- CONSEGNA: Trasforma tutti i dati in un CSV a due colonne, "testo" e "risultato". Ogni riga deve riportare un testo e il suo risultato, ciascuno in un solo campo tra virgolette con gli a capo sostituiti da spazi, e le immagini vanno escluse dalla risposta.

■ ■ ■

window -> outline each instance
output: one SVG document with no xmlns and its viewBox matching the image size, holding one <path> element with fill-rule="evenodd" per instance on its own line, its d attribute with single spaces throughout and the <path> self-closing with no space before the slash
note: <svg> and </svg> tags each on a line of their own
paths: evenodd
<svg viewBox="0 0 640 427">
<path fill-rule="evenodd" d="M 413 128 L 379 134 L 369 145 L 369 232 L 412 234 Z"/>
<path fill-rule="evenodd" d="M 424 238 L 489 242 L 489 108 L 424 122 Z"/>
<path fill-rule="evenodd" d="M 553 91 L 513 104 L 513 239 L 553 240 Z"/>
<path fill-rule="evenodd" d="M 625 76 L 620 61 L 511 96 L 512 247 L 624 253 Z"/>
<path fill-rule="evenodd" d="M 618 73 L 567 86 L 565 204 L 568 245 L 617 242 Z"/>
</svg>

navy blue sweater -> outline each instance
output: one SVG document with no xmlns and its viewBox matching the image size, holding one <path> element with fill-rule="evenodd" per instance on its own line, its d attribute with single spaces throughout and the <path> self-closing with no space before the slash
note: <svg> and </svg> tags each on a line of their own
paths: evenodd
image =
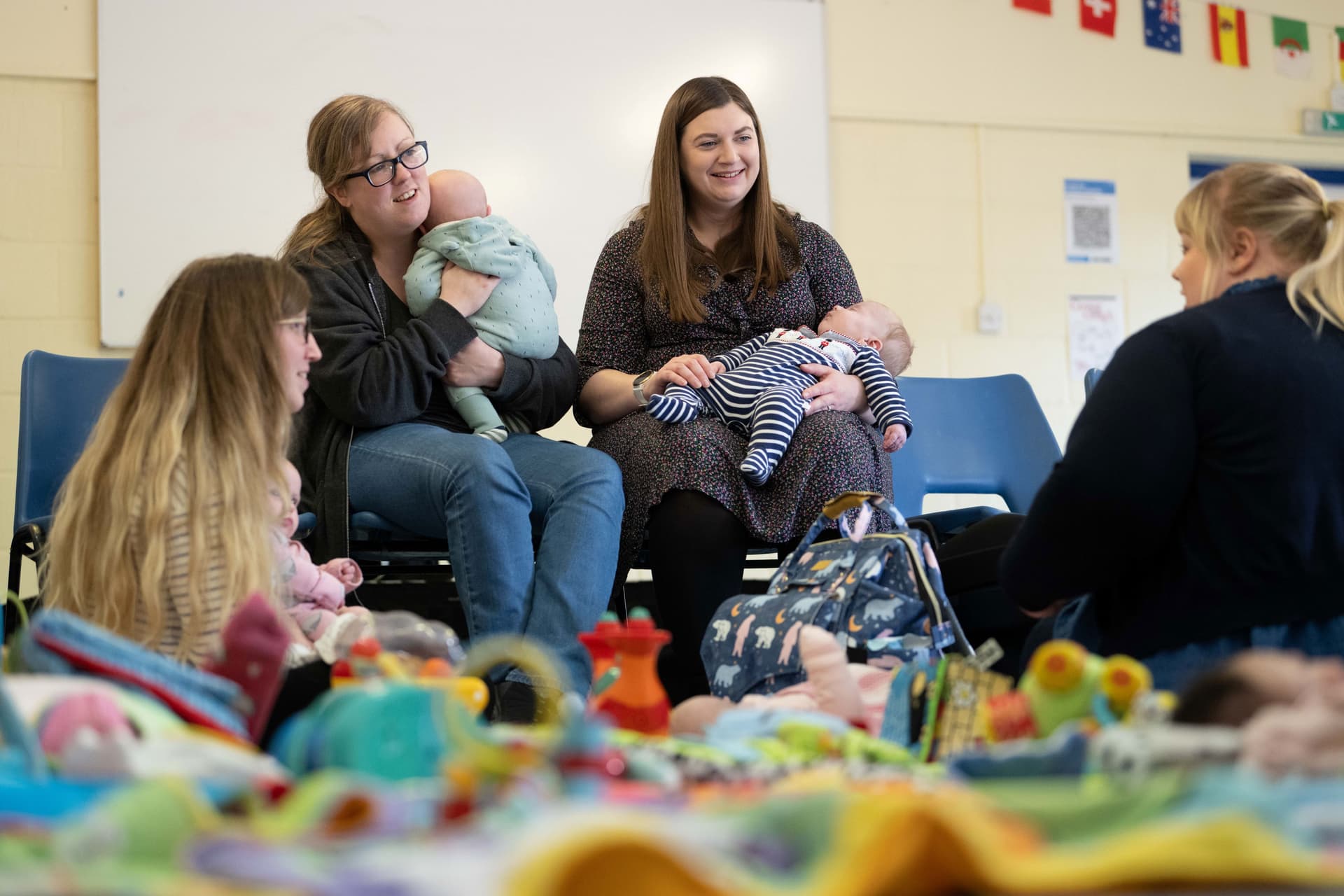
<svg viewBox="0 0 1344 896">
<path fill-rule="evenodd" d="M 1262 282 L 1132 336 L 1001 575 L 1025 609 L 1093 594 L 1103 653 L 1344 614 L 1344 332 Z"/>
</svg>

■ ■ ■

- RISPOSTA:
testo,risultato
"window -> outline each instance output: one SVG document with no xmlns and its viewBox matching the image size, holding one <path> element with fill-rule=""evenodd"" per instance on its own line, its d attribute with single spaces throughout and the <path> self-closing with no space before the slash note: <svg> and </svg> tags each on a line of their own paths: evenodd","<svg viewBox=""0 0 640 427""> <path fill-rule=""evenodd"" d=""M 413 128 L 379 134 L 369 145 L 369 232 L 412 234 Z""/> <path fill-rule=""evenodd"" d=""M 424 238 L 489 242 L 489 108 L 424 122 Z""/> <path fill-rule=""evenodd"" d=""M 553 91 L 513 104 L 513 239 L 553 240 Z""/> <path fill-rule=""evenodd"" d=""M 625 76 L 620 61 L 511 96 L 512 247 L 624 253 Z""/> <path fill-rule=""evenodd"" d=""M 618 73 L 567 86 L 565 204 L 568 245 L 617 242 Z""/> </svg>"
"navy blue sweater -> outline each instance output: one SVG document with no xmlns and its viewBox matching the image size, holding one <path> element with fill-rule=""evenodd"" per instance on its own line, its d attribute with single spaces throughout and the <path> self-closing with no space before the slash note: <svg> and </svg> tags each on a line of their own paths: evenodd image =","<svg viewBox=""0 0 1344 896""> <path fill-rule=""evenodd"" d=""M 1262 282 L 1132 336 L 1001 575 L 1025 609 L 1093 594 L 1103 653 L 1344 614 L 1344 332 Z""/> </svg>"